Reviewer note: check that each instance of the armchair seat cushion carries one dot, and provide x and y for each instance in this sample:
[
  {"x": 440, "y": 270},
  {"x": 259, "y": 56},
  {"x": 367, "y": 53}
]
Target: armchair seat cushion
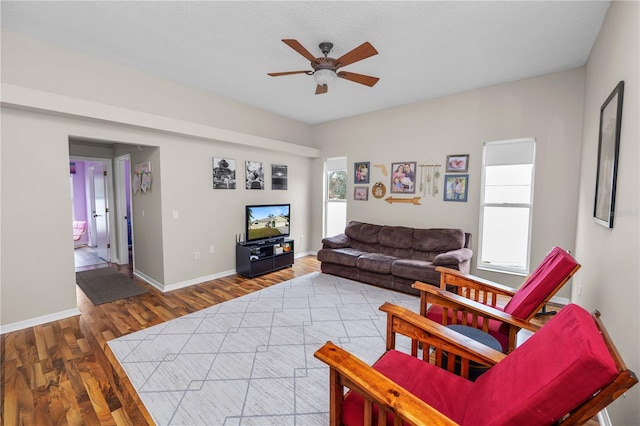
[
  {"x": 558, "y": 368},
  {"x": 376, "y": 262},
  {"x": 431, "y": 384},
  {"x": 435, "y": 314}
]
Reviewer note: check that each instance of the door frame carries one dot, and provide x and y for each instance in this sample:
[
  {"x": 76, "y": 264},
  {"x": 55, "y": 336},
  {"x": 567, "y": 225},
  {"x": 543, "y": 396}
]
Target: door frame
[
  {"x": 110, "y": 198},
  {"x": 122, "y": 192}
]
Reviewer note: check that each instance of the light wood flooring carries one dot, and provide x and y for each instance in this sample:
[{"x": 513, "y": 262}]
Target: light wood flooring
[{"x": 63, "y": 373}]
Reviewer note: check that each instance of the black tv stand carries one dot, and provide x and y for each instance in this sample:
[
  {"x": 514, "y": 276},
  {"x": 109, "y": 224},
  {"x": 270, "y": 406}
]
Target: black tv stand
[{"x": 253, "y": 259}]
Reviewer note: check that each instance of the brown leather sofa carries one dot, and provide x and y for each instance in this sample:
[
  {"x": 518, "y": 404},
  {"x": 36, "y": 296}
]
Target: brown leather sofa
[{"x": 394, "y": 257}]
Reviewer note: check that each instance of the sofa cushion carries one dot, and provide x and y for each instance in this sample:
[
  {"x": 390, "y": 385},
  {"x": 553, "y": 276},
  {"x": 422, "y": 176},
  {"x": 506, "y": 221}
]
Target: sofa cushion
[
  {"x": 399, "y": 237},
  {"x": 337, "y": 241},
  {"x": 559, "y": 367},
  {"x": 437, "y": 240},
  {"x": 345, "y": 256},
  {"x": 363, "y": 232},
  {"x": 453, "y": 257},
  {"x": 417, "y": 270},
  {"x": 375, "y": 262}
]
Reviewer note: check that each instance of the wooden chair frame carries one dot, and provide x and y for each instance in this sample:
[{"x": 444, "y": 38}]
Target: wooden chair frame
[
  {"x": 478, "y": 298},
  {"x": 346, "y": 370}
]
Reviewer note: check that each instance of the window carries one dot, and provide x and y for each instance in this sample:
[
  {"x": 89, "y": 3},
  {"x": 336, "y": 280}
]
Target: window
[
  {"x": 335, "y": 199},
  {"x": 506, "y": 205}
]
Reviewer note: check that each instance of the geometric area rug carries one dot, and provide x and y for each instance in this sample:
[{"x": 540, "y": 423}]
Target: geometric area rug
[{"x": 249, "y": 361}]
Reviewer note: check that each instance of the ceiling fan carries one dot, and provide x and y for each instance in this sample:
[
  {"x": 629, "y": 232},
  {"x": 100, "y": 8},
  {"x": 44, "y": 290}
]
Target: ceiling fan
[{"x": 325, "y": 69}]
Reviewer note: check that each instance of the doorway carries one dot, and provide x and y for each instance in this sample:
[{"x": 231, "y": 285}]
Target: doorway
[{"x": 99, "y": 198}]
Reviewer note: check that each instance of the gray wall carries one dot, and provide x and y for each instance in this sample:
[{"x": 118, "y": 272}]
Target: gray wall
[
  {"x": 548, "y": 108},
  {"x": 610, "y": 275}
]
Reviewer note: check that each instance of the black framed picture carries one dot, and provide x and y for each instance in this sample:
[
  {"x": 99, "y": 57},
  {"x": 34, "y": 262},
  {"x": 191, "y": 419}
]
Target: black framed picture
[
  {"x": 224, "y": 173},
  {"x": 456, "y": 187},
  {"x": 279, "y": 176},
  {"x": 608, "y": 148}
]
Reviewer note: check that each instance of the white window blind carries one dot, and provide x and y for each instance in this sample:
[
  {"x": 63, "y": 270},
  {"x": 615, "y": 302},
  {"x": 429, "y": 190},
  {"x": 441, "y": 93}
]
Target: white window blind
[{"x": 506, "y": 205}]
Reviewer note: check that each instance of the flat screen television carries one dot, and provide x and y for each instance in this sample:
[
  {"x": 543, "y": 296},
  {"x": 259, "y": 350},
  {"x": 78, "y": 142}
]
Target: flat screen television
[{"x": 267, "y": 222}]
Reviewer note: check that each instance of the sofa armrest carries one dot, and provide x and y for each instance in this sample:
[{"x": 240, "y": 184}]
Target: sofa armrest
[
  {"x": 453, "y": 257},
  {"x": 337, "y": 241}
]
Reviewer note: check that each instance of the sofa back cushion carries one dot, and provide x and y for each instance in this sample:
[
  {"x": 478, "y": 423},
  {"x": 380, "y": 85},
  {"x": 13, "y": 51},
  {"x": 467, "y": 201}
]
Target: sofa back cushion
[
  {"x": 437, "y": 240},
  {"x": 555, "y": 370}
]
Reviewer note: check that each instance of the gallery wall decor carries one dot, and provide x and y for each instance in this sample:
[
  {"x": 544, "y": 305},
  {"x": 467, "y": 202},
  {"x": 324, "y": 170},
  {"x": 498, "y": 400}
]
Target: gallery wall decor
[
  {"x": 224, "y": 173},
  {"x": 279, "y": 176},
  {"x": 361, "y": 172},
  {"x": 378, "y": 190},
  {"x": 429, "y": 179},
  {"x": 608, "y": 149},
  {"x": 254, "y": 175},
  {"x": 361, "y": 193},
  {"x": 403, "y": 177},
  {"x": 457, "y": 163},
  {"x": 456, "y": 187}
]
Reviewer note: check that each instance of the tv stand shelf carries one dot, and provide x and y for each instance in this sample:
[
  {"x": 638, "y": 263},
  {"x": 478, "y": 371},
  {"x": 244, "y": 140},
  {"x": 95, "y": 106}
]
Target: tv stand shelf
[{"x": 253, "y": 259}]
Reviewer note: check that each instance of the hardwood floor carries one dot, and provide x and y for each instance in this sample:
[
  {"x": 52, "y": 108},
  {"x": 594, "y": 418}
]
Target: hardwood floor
[
  {"x": 60, "y": 373},
  {"x": 63, "y": 373}
]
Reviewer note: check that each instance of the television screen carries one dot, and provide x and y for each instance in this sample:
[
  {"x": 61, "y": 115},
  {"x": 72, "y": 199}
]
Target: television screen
[{"x": 266, "y": 222}]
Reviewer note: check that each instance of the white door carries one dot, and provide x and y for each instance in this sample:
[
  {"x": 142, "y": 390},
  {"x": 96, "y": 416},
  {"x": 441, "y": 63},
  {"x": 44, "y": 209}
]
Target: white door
[{"x": 101, "y": 212}]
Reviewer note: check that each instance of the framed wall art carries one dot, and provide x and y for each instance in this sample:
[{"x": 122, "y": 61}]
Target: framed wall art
[
  {"x": 456, "y": 187},
  {"x": 279, "y": 176},
  {"x": 254, "y": 175},
  {"x": 608, "y": 148},
  {"x": 361, "y": 172},
  {"x": 403, "y": 177},
  {"x": 457, "y": 163},
  {"x": 224, "y": 173},
  {"x": 361, "y": 193}
]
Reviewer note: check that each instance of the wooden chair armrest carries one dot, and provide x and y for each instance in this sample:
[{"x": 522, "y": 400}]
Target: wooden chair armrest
[
  {"x": 454, "y": 277},
  {"x": 445, "y": 298},
  {"x": 430, "y": 333},
  {"x": 372, "y": 385}
]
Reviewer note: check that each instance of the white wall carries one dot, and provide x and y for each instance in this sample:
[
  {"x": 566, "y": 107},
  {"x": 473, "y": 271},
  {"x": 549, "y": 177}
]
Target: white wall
[
  {"x": 610, "y": 276},
  {"x": 94, "y": 103},
  {"x": 548, "y": 108}
]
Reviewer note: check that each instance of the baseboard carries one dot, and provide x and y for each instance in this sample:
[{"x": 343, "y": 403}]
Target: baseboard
[
  {"x": 171, "y": 287},
  {"x": 148, "y": 280},
  {"x": 199, "y": 280},
  {"x": 32, "y": 322},
  {"x": 563, "y": 301}
]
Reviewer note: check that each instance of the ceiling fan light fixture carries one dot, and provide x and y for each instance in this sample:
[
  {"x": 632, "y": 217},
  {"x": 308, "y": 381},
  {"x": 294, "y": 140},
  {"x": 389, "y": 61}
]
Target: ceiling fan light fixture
[{"x": 324, "y": 76}]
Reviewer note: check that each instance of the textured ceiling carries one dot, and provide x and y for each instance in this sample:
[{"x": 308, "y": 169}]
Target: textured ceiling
[{"x": 426, "y": 49}]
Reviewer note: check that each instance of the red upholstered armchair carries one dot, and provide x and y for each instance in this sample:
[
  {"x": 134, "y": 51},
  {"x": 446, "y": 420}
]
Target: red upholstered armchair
[
  {"x": 481, "y": 299},
  {"x": 564, "y": 374}
]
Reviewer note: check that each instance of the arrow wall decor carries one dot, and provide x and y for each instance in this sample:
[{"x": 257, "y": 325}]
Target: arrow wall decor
[{"x": 414, "y": 200}]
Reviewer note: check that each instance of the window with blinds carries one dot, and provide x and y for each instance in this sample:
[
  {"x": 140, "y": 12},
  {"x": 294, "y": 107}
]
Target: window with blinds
[{"x": 506, "y": 205}]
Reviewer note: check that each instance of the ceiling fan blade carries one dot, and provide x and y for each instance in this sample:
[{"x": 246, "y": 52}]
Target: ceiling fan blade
[
  {"x": 367, "y": 80},
  {"x": 321, "y": 88},
  {"x": 295, "y": 45},
  {"x": 278, "y": 74},
  {"x": 361, "y": 52}
]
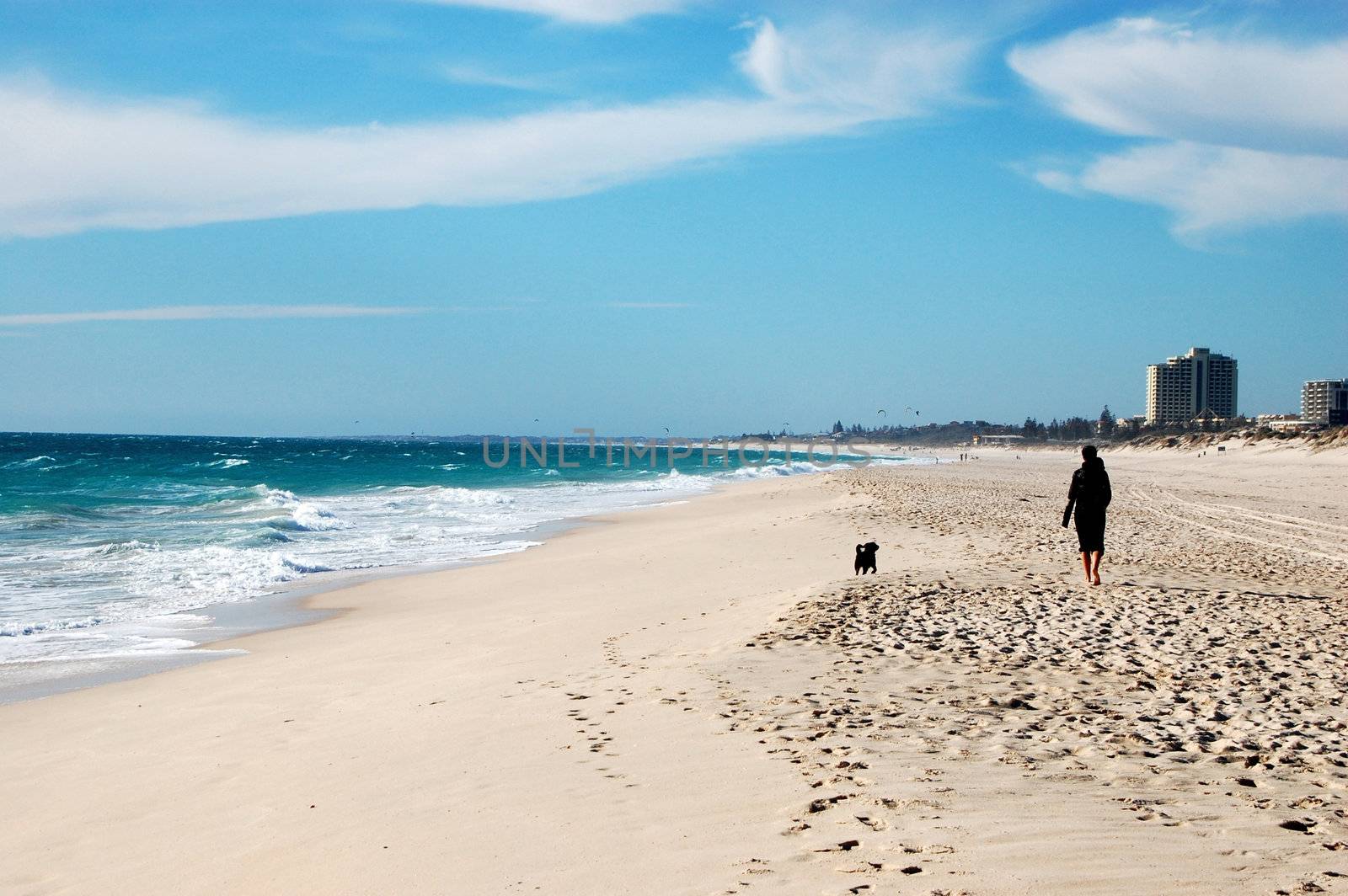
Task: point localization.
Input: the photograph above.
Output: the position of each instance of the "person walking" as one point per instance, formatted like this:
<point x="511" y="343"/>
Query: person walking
<point x="1089" y="495"/>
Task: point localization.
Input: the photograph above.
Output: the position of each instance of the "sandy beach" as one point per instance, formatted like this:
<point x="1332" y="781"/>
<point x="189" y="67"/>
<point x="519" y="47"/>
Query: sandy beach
<point x="700" y="698"/>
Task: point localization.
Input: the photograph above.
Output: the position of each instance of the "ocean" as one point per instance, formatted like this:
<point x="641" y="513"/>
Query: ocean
<point x="116" y="547"/>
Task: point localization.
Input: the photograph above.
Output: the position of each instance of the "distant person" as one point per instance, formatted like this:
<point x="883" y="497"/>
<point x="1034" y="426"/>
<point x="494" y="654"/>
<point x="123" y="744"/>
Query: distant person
<point x="1089" y="493"/>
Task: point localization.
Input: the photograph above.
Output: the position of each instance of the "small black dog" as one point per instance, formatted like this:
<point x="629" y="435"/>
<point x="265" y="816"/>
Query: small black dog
<point x="866" y="558"/>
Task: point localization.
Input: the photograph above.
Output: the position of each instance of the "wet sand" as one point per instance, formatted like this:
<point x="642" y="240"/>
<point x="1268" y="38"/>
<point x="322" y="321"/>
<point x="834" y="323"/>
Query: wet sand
<point x="701" y="700"/>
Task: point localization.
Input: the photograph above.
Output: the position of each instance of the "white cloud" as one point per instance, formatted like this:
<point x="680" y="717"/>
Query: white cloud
<point x="208" y="313"/>
<point x="1257" y="131"/>
<point x="580" y="11"/>
<point x="1211" y="188"/>
<point x="72" y="163"/>
<point x="478" y="76"/>
<point x="1143" y="77"/>
<point x="836" y="64"/>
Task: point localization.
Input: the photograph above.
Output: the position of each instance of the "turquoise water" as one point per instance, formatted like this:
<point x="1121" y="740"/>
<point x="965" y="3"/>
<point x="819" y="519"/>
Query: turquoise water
<point x="114" y="546"/>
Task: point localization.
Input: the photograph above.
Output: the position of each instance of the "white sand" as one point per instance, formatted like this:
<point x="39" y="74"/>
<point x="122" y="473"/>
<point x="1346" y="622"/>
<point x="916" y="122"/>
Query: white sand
<point x="700" y="700"/>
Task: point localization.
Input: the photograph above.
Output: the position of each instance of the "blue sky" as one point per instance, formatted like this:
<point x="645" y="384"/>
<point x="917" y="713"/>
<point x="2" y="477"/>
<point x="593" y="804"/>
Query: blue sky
<point x="451" y="217"/>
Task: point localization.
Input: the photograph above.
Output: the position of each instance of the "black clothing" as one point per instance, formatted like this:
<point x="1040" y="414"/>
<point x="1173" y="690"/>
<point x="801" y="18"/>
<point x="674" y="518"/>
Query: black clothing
<point x="1091" y="495"/>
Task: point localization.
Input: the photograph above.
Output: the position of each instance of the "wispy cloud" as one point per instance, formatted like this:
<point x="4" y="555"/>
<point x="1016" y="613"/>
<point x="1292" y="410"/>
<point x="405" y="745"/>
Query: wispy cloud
<point x="72" y="163"/>
<point x="1255" y="131"/>
<point x="476" y="76"/>
<point x="206" y="313"/>
<point x="576" y="11"/>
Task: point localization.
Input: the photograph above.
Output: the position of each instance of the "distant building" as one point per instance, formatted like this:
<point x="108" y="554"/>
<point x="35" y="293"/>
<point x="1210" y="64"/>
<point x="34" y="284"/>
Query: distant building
<point x="1286" y="424"/>
<point x="1325" y="402"/>
<point x="1199" y="384"/>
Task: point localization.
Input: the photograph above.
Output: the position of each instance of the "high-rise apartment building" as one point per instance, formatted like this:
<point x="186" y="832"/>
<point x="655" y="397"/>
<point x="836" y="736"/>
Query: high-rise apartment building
<point x="1325" y="402"/>
<point x="1190" y="384"/>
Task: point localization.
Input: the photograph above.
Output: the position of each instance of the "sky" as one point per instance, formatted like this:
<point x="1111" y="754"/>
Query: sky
<point x="330" y="217"/>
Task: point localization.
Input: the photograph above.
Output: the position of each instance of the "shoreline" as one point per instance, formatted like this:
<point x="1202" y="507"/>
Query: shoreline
<point x="701" y="698"/>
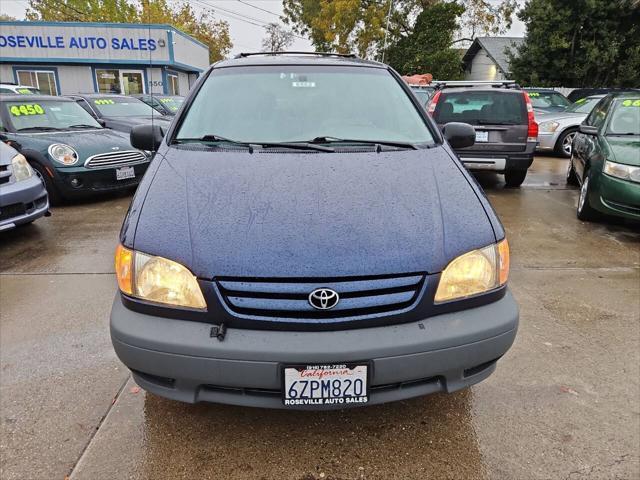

+++

Assigned task. Please repeat, exactly and with nothing else, the lines from the one containing "Query: distant building" to the last line of the entries, both included, excluding any pictures.

Written answer.
Query: distant building
<point x="1286" y="424"/>
<point x="1325" y="402"/>
<point x="1199" y="384"/>
Task: point localization.
Input: the photograph above.
Output: the position of each instance of the "high-rise apartment building" as one point per instance, formatted like this:
<point x="186" y="832"/>
<point x="655" y="397"/>
<point x="836" y="736"/>
Query: high-rise apartment building
<point x="1325" y="402"/>
<point x="1190" y="384"/>
Task: point localization.
Input: the photograph above.
Output: the position of each instance of the "sky" as one point per instance, formatted like this:
<point x="1111" y="754"/>
Query: sky
<point x="330" y="217"/>
Task: point localization.
Input: the photograph above.
Output: the position of each instance of the "shoreline" as one point per instance, formatted like this:
<point x="1202" y="507"/>
Query: shoreline
<point x="701" y="698"/>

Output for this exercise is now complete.